→ What is asked: Output these records as a two-column CSV with the headers "prompt" and "response", using one row per record. Put each record's text and its answer in a single quoted field apiece, and replace any line breaks with spaces.

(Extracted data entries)
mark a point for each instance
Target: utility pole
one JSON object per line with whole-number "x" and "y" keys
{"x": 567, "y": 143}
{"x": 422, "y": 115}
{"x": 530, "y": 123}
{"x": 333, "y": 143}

→ Written answer:
prompt,response
"mark a point for each instance Target: utility pole one JSON object per line with whole-number ""x"" and ""y"" keys","{""x"": 567, ""y"": 143} {""x"": 422, ""y"": 115} {""x"": 530, ""y"": 123} {""x"": 333, ""y"": 143}"